EXERCISE REQUIREMENTS: In the listing below, locate the line containing "Target: succulent plant"; reproduce that line and all lines that follow it, unchanged.
- - - - -
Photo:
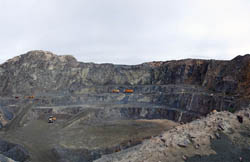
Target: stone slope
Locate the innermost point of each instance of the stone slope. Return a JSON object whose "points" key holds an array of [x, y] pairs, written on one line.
{"points": [[41, 71], [219, 136]]}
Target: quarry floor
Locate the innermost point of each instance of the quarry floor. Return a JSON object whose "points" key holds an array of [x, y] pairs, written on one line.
{"points": [[39, 137]]}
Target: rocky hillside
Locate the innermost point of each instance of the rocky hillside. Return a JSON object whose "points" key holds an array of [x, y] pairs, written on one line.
{"points": [[220, 137], [40, 71]]}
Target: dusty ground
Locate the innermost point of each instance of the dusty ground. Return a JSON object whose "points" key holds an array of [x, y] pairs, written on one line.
{"points": [[40, 137], [220, 137]]}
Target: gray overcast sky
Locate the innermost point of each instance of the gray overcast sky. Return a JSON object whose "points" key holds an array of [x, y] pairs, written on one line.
{"points": [[126, 31]]}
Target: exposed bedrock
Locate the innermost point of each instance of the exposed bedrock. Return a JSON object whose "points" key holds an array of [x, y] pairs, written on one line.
{"points": [[13, 151], [180, 87], [41, 72]]}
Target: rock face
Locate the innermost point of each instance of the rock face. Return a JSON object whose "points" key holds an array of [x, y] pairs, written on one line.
{"points": [[196, 86], [13, 151], [40, 71], [219, 137]]}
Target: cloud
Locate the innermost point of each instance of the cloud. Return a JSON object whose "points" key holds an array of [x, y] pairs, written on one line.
{"points": [[126, 32]]}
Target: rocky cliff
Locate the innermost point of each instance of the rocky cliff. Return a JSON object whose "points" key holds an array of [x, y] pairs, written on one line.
{"points": [[40, 71]]}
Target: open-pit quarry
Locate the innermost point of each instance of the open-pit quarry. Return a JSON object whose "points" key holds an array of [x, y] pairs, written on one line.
{"points": [[156, 111]]}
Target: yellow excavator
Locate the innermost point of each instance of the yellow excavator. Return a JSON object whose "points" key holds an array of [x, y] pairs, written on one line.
{"points": [[52, 119]]}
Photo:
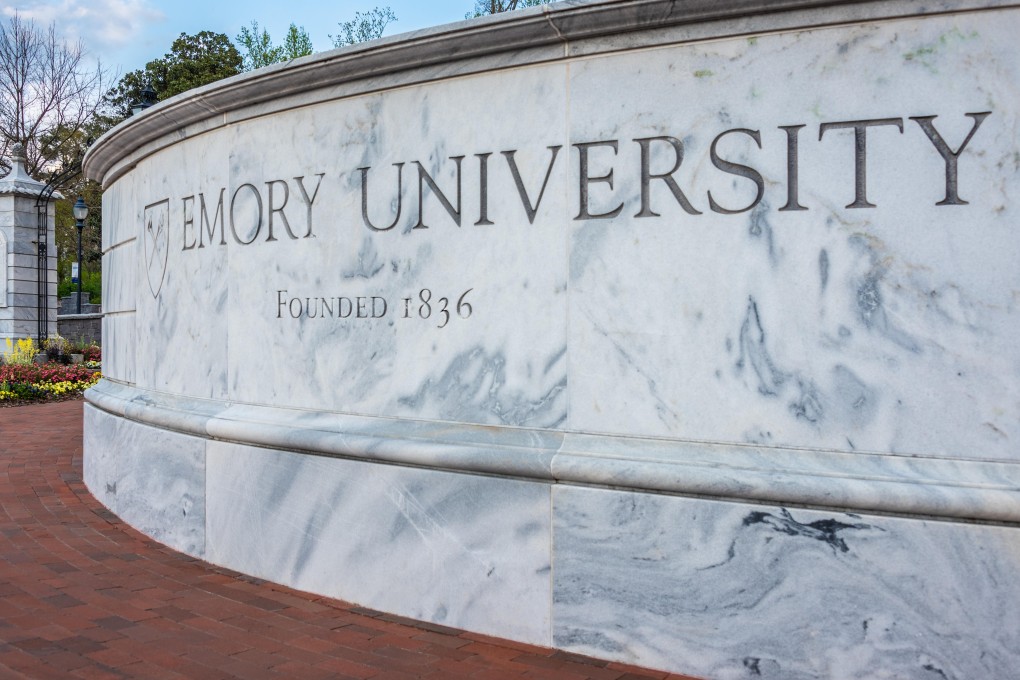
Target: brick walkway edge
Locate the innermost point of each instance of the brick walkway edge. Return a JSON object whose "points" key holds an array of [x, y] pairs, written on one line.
{"points": [[84, 595]]}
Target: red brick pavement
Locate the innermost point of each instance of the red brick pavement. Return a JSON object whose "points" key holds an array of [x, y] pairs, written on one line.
{"points": [[84, 595]]}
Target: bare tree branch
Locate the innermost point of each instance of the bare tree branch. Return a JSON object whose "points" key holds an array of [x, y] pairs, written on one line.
{"points": [[49, 91]]}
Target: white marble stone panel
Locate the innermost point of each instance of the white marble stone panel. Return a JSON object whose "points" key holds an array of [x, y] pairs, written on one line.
{"points": [[730, 590], [886, 328], [152, 478], [119, 347], [463, 551], [120, 277], [182, 312]]}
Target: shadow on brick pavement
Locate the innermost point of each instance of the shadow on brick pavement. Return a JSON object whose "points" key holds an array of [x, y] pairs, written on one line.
{"points": [[84, 595]]}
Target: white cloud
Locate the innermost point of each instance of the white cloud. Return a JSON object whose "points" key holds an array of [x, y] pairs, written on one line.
{"points": [[101, 24]]}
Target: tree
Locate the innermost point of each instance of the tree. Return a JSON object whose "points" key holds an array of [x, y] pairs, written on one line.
{"points": [[259, 51], [256, 47], [297, 44], [483, 7], [364, 27], [48, 91], [192, 62]]}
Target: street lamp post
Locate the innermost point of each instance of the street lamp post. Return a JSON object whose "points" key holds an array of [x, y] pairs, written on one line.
{"points": [[81, 212]]}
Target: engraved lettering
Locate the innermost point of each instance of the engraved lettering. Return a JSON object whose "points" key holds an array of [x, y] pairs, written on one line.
{"points": [[949, 156], [793, 167], [258, 225], [205, 227], [188, 201], [483, 188], [584, 180], [425, 178], [737, 169], [521, 192], [647, 176], [269, 186], [860, 153], [364, 198], [309, 201]]}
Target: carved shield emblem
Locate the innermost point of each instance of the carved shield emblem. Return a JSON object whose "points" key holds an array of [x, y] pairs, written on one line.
{"points": [[156, 243]]}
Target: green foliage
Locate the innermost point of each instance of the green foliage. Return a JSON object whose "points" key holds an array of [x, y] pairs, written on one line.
{"points": [[256, 47], [485, 7], [297, 43], [364, 27], [258, 51], [192, 62]]}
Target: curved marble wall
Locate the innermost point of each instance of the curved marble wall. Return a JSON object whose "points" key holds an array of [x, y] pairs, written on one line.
{"points": [[678, 335]]}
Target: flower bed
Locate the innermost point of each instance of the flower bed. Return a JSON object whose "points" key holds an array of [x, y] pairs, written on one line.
{"points": [[31, 382]]}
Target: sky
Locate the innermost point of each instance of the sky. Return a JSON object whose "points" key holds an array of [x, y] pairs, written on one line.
{"points": [[126, 34]]}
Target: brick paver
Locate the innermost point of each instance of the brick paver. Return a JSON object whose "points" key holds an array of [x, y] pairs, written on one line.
{"points": [[84, 595]]}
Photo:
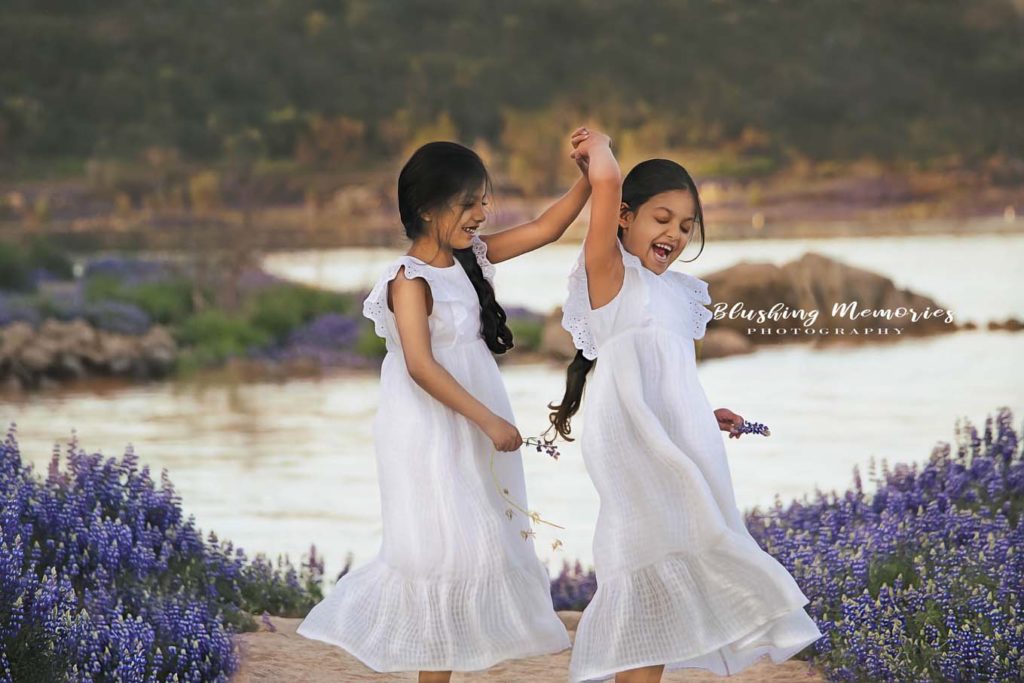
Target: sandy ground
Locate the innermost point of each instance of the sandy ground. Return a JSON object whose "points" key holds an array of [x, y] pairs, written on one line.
{"points": [[284, 656]]}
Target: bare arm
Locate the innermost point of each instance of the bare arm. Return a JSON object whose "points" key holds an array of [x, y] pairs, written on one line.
{"points": [[410, 301], [603, 260], [544, 229]]}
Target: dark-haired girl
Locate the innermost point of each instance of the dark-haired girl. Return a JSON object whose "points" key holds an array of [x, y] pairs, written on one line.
{"points": [[680, 581], [457, 585]]}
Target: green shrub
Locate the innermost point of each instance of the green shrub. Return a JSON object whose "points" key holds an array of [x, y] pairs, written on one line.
{"points": [[278, 310], [42, 254], [14, 272], [214, 337], [526, 333], [369, 344]]}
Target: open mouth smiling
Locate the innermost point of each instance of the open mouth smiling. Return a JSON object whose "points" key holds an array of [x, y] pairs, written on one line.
{"points": [[662, 251]]}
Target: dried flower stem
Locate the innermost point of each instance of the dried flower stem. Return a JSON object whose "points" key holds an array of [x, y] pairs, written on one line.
{"points": [[535, 516]]}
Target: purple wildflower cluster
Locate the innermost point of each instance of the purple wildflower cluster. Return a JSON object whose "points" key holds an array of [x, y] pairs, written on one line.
{"points": [[17, 308], [329, 339], [753, 428], [101, 577], [129, 270], [923, 580]]}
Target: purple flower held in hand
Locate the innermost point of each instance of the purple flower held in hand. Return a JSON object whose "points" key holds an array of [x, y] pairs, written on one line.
{"points": [[752, 428]]}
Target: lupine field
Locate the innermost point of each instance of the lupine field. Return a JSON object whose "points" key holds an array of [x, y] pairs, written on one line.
{"points": [[103, 579], [920, 579]]}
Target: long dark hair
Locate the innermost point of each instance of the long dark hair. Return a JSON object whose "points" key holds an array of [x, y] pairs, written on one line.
{"points": [[433, 176], [645, 180]]}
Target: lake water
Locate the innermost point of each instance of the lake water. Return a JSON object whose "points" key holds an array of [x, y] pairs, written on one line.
{"points": [[278, 466]]}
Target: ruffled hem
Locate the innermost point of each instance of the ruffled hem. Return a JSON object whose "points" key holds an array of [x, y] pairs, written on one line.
{"points": [[392, 624], [720, 609]]}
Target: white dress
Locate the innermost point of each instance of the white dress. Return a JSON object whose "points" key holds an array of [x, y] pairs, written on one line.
{"points": [[455, 585], [680, 580]]}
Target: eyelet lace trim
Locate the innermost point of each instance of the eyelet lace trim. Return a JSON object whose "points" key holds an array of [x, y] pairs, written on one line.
{"points": [[695, 293], [375, 305], [480, 251], [576, 312]]}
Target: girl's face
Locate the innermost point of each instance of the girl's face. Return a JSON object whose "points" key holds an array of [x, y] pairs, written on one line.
{"points": [[657, 232], [455, 224]]}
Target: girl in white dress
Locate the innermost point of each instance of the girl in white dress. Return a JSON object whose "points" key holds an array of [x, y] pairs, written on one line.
{"points": [[680, 581], [456, 586]]}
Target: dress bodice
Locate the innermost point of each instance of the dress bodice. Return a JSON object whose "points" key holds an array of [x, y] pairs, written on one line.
{"points": [[673, 301]]}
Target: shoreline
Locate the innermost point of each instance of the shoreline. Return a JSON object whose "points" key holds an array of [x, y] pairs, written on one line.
{"points": [[276, 652]]}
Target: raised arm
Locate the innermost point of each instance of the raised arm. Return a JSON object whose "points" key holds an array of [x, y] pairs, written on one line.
{"points": [[544, 229], [411, 299], [601, 254]]}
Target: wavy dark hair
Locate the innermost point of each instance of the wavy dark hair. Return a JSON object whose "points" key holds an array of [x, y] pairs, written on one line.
{"points": [[645, 180], [435, 175]]}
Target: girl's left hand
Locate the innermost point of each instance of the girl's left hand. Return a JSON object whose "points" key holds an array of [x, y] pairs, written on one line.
{"points": [[728, 421], [581, 159]]}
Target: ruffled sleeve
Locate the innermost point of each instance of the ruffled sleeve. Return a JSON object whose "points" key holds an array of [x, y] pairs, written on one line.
{"points": [[694, 293], [375, 305], [576, 312], [480, 251]]}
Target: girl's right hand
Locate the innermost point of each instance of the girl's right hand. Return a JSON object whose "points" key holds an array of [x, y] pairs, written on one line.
{"points": [[503, 433], [584, 138]]}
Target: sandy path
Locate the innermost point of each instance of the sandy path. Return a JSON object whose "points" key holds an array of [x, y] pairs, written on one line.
{"points": [[284, 656]]}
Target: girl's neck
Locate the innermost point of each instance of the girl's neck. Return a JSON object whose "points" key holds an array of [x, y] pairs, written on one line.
{"points": [[432, 253]]}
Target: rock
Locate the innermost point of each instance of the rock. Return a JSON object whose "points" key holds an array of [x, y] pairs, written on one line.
{"points": [[1011, 325], [159, 350], [720, 342], [816, 282], [39, 354], [119, 353], [13, 337]]}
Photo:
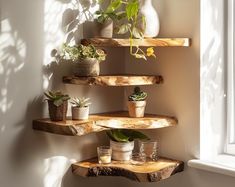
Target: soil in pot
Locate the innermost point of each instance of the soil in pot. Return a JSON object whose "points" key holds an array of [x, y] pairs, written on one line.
{"points": [[57, 113], [136, 108], [81, 113], [121, 151], [89, 67]]}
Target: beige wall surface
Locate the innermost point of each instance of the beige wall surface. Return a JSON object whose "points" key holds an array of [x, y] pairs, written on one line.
{"points": [[28, 31]]}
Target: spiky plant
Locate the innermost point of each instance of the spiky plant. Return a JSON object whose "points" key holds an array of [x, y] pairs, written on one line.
{"points": [[56, 97], [137, 95], [80, 102]]}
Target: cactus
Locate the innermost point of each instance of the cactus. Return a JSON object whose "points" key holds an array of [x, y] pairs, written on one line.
{"points": [[80, 102], [137, 95], [57, 97]]}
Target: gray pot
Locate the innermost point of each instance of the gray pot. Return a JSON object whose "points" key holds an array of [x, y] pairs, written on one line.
{"points": [[104, 30], [89, 67]]}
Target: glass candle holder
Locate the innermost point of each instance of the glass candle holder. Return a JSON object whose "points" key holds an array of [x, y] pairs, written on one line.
{"points": [[137, 159], [150, 149], [104, 154]]}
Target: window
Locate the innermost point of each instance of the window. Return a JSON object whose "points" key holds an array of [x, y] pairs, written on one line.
{"points": [[230, 141]]}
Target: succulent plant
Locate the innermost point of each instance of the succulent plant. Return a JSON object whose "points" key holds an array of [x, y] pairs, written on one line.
{"points": [[56, 97], [137, 95], [80, 102], [125, 135]]}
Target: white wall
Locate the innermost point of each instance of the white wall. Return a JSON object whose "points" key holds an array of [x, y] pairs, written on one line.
{"points": [[28, 31]]}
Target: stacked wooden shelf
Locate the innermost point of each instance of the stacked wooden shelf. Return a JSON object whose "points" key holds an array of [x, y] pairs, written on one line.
{"points": [[102, 122], [114, 80], [152, 171], [153, 42]]}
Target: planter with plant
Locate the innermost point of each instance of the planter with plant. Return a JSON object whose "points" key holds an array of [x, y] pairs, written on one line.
{"points": [[86, 58], [80, 108], [122, 142], [105, 18], [137, 103], [57, 105]]}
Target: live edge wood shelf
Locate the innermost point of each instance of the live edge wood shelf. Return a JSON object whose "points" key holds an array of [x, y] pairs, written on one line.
{"points": [[152, 171], [102, 122], [114, 80], [154, 42]]}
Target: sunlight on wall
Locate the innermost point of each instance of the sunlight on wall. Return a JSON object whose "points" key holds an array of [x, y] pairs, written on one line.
{"points": [[12, 60], [55, 169]]}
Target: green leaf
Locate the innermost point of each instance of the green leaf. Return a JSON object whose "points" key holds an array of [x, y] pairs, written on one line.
{"points": [[124, 29]]}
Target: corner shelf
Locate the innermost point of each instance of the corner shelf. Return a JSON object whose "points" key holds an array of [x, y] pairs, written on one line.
{"points": [[114, 80], [154, 42], [152, 171], [102, 122]]}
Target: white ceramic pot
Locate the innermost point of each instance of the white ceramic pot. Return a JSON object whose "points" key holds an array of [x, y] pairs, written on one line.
{"points": [[80, 113], [152, 20], [121, 151], [136, 108]]}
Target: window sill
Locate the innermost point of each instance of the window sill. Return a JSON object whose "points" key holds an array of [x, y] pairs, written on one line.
- - - - -
ANSWER TO THE TASK:
Target: succulent plant
Locate the innermost point of each instance of the succulent plant. Return a JSON object whose "points" key holds an array of [x, y] pairs, written on one line.
{"points": [[56, 97], [137, 95], [80, 102], [125, 135]]}
Target: white wall
Locate the innermost point of each instance of the white wall. Return a JSON object whose "points" key holds an array of [x, y] pairs, written on one line.
{"points": [[28, 31]]}
Target: stacked wooden shelf
Locate the innermost point of each instance of the stacked wooden shelf. Return a JSON object whose "points" key holds an array of [x, y] pairs, written on one line.
{"points": [[102, 122], [114, 80], [152, 171], [153, 42]]}
Target: planter with plant
Locate the innermost point of each instance of the planter with plant. Return a JSON object whose "points" key holds an array of [x, y] pairs, written on one line.
{"points": [[86, 58], [80, 108], [122, 142], [105, 18], [137, 103], [57, 105]]}
Target: live edge wood shelf
Locate the innermost point of each instance of the live edge wood shelf. Return a JSON object whose "points" key holds an array of [x, y] pairs, written on one line.
{"points": [[152, 171], [102, 122], [114, 80], [154, 42]]}
Target: sunlight on wall
Locate the innermost point of each instance of the sunlight on wall. Return a JSON object whose "points" key holds an array of [x, y] pairs, written on one line.
{"points": [[12, 60], [55, 169]]}
Target: green leaf
Locate the innermost point of each instance of the green leaf. Return a JSON object whose "points" key holds an array of [x, y] pairs, written on one line.
{"points": [[124, 29]]}
Target: corner shelf
Locate the innermost point of each instance of the corner shelf. Return a JSON object whose "points" key holds an array of [x, y] pairs, written on one line.
{"points": [[114, 80], [154, 42], [152, 171], [102, 122]]}
Target: white ceramic pot
Locate the innermost point of each instance of the white ceramic pot. Return a JSON object whose "points" key holds an array of [x, y] pairs, written on one line.
{"points": [[80, 113], [152, 20], [121, 151], [136, 108]]}
Target: window sill
Locate the innermost point of each instance of the window sill. Return a JSON object whose "points" key holds an array of [x, y] pairs, written on one line.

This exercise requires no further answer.